→ What the task asks:
Repeat every record exactly.

→ Exercise data:
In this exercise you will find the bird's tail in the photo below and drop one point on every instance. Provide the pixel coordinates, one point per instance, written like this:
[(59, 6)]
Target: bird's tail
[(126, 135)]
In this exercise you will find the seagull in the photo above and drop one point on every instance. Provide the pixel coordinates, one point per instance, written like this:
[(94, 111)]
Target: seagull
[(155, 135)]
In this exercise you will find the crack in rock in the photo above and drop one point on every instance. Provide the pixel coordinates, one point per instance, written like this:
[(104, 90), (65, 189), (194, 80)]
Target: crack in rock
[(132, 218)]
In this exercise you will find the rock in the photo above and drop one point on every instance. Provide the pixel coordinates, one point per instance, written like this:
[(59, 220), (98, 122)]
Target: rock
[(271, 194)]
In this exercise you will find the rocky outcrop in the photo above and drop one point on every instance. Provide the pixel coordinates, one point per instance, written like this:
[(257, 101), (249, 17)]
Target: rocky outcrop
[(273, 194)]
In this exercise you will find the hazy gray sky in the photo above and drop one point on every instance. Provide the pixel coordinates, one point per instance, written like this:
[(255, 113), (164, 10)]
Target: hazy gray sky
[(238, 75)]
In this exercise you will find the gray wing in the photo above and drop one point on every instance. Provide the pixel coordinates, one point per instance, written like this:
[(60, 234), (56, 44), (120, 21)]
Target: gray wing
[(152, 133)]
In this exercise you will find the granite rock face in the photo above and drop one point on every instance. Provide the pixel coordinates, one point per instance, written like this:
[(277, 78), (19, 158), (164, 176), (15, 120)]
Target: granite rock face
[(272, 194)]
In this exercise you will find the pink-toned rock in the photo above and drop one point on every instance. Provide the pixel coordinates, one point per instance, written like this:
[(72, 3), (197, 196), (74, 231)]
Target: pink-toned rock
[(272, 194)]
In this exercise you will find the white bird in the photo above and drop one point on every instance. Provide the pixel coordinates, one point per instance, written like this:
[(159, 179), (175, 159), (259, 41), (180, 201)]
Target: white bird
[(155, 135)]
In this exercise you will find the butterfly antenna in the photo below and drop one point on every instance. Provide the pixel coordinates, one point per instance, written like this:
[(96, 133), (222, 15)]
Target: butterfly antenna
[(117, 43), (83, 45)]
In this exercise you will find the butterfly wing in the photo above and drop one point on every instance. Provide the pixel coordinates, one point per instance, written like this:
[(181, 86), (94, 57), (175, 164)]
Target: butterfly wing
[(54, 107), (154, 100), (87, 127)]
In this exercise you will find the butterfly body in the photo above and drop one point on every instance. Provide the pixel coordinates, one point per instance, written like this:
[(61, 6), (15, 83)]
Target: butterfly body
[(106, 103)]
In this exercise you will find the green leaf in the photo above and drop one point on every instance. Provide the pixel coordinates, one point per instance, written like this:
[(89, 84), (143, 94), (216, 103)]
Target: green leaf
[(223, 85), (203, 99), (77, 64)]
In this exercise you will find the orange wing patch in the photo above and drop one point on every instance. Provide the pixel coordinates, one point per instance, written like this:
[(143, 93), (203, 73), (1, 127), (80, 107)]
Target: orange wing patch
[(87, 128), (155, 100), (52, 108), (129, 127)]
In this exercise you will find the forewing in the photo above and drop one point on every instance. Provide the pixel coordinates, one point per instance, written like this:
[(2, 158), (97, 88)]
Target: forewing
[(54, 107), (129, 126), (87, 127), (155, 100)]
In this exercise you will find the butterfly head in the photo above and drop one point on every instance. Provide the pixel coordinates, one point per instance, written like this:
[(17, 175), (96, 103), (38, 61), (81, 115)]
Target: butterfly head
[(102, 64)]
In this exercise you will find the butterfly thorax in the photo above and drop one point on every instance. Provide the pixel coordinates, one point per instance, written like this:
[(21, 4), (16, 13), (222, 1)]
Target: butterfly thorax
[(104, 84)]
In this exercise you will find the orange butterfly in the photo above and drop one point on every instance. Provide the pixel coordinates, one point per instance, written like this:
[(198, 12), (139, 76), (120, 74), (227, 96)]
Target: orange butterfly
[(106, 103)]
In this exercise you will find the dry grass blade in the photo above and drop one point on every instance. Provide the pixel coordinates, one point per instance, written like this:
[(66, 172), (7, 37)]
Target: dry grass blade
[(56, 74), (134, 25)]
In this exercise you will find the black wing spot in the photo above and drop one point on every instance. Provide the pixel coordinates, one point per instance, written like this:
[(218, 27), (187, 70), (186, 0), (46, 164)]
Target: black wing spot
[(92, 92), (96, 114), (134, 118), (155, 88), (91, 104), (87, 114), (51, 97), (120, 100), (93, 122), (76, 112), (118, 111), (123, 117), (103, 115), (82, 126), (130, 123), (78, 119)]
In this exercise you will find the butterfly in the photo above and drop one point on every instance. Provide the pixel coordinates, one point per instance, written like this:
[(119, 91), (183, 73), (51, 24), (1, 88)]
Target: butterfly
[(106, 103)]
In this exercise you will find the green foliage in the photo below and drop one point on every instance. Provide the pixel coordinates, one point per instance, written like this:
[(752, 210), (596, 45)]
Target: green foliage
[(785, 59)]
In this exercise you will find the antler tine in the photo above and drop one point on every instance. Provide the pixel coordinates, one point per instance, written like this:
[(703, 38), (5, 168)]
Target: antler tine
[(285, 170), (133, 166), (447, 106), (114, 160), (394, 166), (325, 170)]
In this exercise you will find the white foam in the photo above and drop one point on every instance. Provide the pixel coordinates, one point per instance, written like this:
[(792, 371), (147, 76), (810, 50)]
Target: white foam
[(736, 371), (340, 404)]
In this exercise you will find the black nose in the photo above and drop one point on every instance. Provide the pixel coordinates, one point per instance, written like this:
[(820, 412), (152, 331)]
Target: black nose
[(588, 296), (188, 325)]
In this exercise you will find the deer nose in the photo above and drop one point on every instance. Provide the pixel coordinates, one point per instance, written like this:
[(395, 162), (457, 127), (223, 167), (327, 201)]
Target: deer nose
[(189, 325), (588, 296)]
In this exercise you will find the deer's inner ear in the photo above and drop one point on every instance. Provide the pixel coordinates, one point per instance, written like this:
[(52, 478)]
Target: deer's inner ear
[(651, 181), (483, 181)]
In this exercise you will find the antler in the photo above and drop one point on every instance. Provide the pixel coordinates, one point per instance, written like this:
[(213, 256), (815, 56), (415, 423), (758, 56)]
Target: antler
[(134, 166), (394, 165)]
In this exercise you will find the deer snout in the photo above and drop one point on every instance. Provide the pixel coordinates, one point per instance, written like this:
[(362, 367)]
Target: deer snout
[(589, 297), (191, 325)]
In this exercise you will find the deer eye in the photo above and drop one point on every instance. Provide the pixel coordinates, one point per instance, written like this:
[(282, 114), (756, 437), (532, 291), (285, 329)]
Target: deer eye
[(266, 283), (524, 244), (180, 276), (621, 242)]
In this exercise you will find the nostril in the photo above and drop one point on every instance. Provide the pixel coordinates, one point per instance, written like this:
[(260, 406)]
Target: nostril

→ Solved problem:
In this exercise you will find the bird's tail in the photo below and drop one point on every instance. Provide the pixel coordinates, one point per instance, written like this:
[(59, 6)]
Target: bird's tail
[(126, 135)]
In this exercise you will find the seagull in the photo above and drop one point on every instance. Provide the pixel coordinates, one point per instance, written like this:
[(94, 111)]
Target: seagull
[(155, 135)]
In this exercise you will find the crack in rock in the photo above and drop one point on every instance. Provide the pixel coordinates, one point per instance, written like this:
[(104, 90), (65, 189), (194, 80)]
Target: crack in rock
[(132, 218)]
In this exercise you will find the rock in the photo above and drop one point on every instance. Provide the pixel coordinates, one point per instance, written like this:
[(59, 220), (98, 122)]
Target: rock
[(271, 194)]
In this exercise you will find the rocky outcrop in the photo above and drop one point on every instance. Provide the pixel coordinates, one point per instance, written like this:
[(257, 101), (249, 17)]
Target: rocky outcrop
[(273, 194)]
In this exercise you will find the hazy gray sky in the photo above and drop one point on every instance. Provide the pixel coordinates, one point per instance, written like this:
[(255, 113), (164, 10)]
Target: hazy gray sky
[(238, 75)]
In this exercise you will find the gray wing in the photo above and drop one point on every instance. Provide the pixel coordinates, one point per instance, written like this:
[(60, 234), (56, 44), (120, 21)]
Target: gray wing
[(152, 133)]
In this exercise you will find the granite rock face in the photo above and drop one point on every instance. Provide the pixel coordinates, one point per instance, written like this:
[(277, 78), (19, 158), (164, 176), (15, 120)]
Target: granite rock face
[(272, 194)]
In this exercise you will find the pink-toned rock in the photo above and drop one point on every instance. Provide the pixel coordinates, one point per instance, written like this:
[(72, 3), (197, 196), (74, 231)]
Target: pink-toned rock
[(272, 194)]
In this exercise you will find the white bird in the photo above and drop one point on every instance. Provide the pixel coordinates, one point per instance, written like this:
[(159, 179), (175, 159), (259, 41), (180, 201)]
Target: white bird
[(155, 135)]
In this exercise you will find the butterfly antenna in the photo below and drop one point on every instance. Provide the pixel coordinates, one point per instance, written like this:
[(96, 133), (222, 15)]
Target: butterfly antenna
[(117, 43), (83, 45)]
In this exercise you will find the butterfly wing in the photo above and drop one point on every instance. Provide the pixel coordinates, one point per instance, written like this:
[(181, 86), (94, 57), (175, 164)]
Target: butterfly wing
[(54, 107), (154, 100), (87, 127)]
In this exercise you will find the butterfly body in the photo above and drop one point on every instance. Provide the pixel coordinates, one point per instance, written like this:
[(61, 6), (15, 83)]
Target: butterfly body
[(106, 103)]
In this exercise you will find the green leaf in the photo above and drop one point on every instance. Provide the pixel coordinates, one point per instance, written like this:
[(89, 84), (143, 94), (216, 103)]
Target: green leaf
[(223, 85), (203, 99), (77, 64)]
In this exercise you will find the orange wing patch in the photo above and drop one point on every instance. Provide the pixel coordinates, one point per instance, written like this:
[(143, 93), (203, 73), (1, 127), (80, 107)]
Target: orange wing patch
[(87, 128), (155, 100), (52, 108), (129, 127)]
In this exercise you will find the forewing in the photo above and drop one point on every instance. Provide the pixel coordinates, one point per instance, written like this:
[(2, 158), (97, 88)]
Target: forewing
[(54, 107), (129, 126), (87, 127), (155, 100)]
In this exercise you will find the butterfly head in the photo above and drop one point on every instance. Provide the pixel coordinates, one point per instance, written like this:
[(17, 175), (96, 103), (38, 61), (81, 115)]
Target: butterfly head
[(102, 64)]
In this exercise you will find the butterfly thorax in the photo above and drop one point on every instance. Provide the pixel coordinates, one point per instance, written like this:
[(21, 4), (16, 13), (222, 1)]
Target: butterfly thorax
[(104, 84)]
In this exercise you will find the orange butterfly in the photo above and drop one point on every instance. Provide the pixel coordinates, one point per instance, written like this:
[(198, 12), (139, 76), (120, 74), (227, 96)]
Target: orange butterfly
[(106, 103)]
In this exercise you will find the dry grass blade in the photo above and drop one point on every instance. Provide the pixel coordinates, one point per instance, written like this:
[(66, 172), (7, 37)]
Target: dry grass blade
[(56, 74), (134, 25)]
In this exercise you will find the black wing spot in the photo above and drop one point on every instance. Provide the pixel coordinates, one point per instance, written like this:
[(218, 27), (187, 70), (186, 0), (46, 164)]
Target: black wing spot
[(92, 92), (96, 114), (134, 118), (155, 88), (91, 104), (87, 114), (51, 97), (120, 100), (93, 122), (76, 112), (118, 111), (123, 117), (103, 115), (82, 126), (130, 123), (78, 119)]
In this exercise you will find the butterfly in the photo above and drop one point on every instance. Provide the pixel coordinates, one point per instance, written like this:
[(119, 91), (183, 73), (51, 24), (1, 88)]
Target: butterfly
[(106, 103)]
In this exercise you will find the green foliage in the photo below and drop one point on every instance. Provide the pixel coordinates, one point per instance, written like this:
[(752, 210), (596, 45)]
Target: green foliage
[(785, 59)]
In this exercise you will find the antler tine in the photo above and drop one point on every instance. Provide the pixel coordinates, one point per instance, written like this:
[(703, 38), (5, 168)]
Target: antler tine
[(285, 170), (133, 166), (447, 106), (114, 160), (394, 166), (325, 170)]
In this exercise you will find the white foam in the photo above and drop one point on every instance. Provide the pixel coordinates, one point per instance, written like this:
[(792, 371), (147, 76), (810, 50)]
Target: white foam
[(736, 371), (340, 404)]
In this exercise you will find the black nose in the photo above and drop one point on every instance. Provide the pixel coordinates, one point per instance, written like this:
[(820, 412), (152, 331)]
Target: black nose
[(588, 296), (188, 325)]
In this exercise you will find the deer nose in the photo above and drop one point on every instance. Provide the pixel coordinates, one point per instance, written like this:
[(395, 162), (457, 127), (223, 167), (327, 201)]
Target: deer nose
[(189, 325), (588, 296)]
In this exercise you will find the deer's inner ear in the photo above and drop one point on every instance. Provide the pixel coordinates, one point per instance, written like this:
[(52, 478)]
Target: deer's inner ear
[(651, 181), (483, 181)]
In this exercise you will find the antler in the photo above and drop one point on every instance. Provide the pixel coordinates, one point per instance, written like this:
[(213, 256), (815, 56), (415, 423), (758, 56)]
Target: antler
[(134, 166), (394, 165)]
In this exercise you will find the deer snout in the photo above and drop one point on every instance. Provide the pixel coordinates, one point per instance, written like this:
[(362, 367)]
Target: deer snout
[(589, 297), (191, 325)]
In this exercise you will find the deer eye in the photo above and drop one point on every instance. Provide the pixel coordinates, one point per instance, written like this:
[(282, 114), (756, 437), (532, 291), (285, 329)]
Target: deer eye
[(266, 283), (524, 244), (180, 276), (621, 242)]
In this exercise you will find the nostril in the photo above and drop one point on every instance. Provide the pixel coordinates, one point per instance, written like this:
[(260, 406)]
Target: nostril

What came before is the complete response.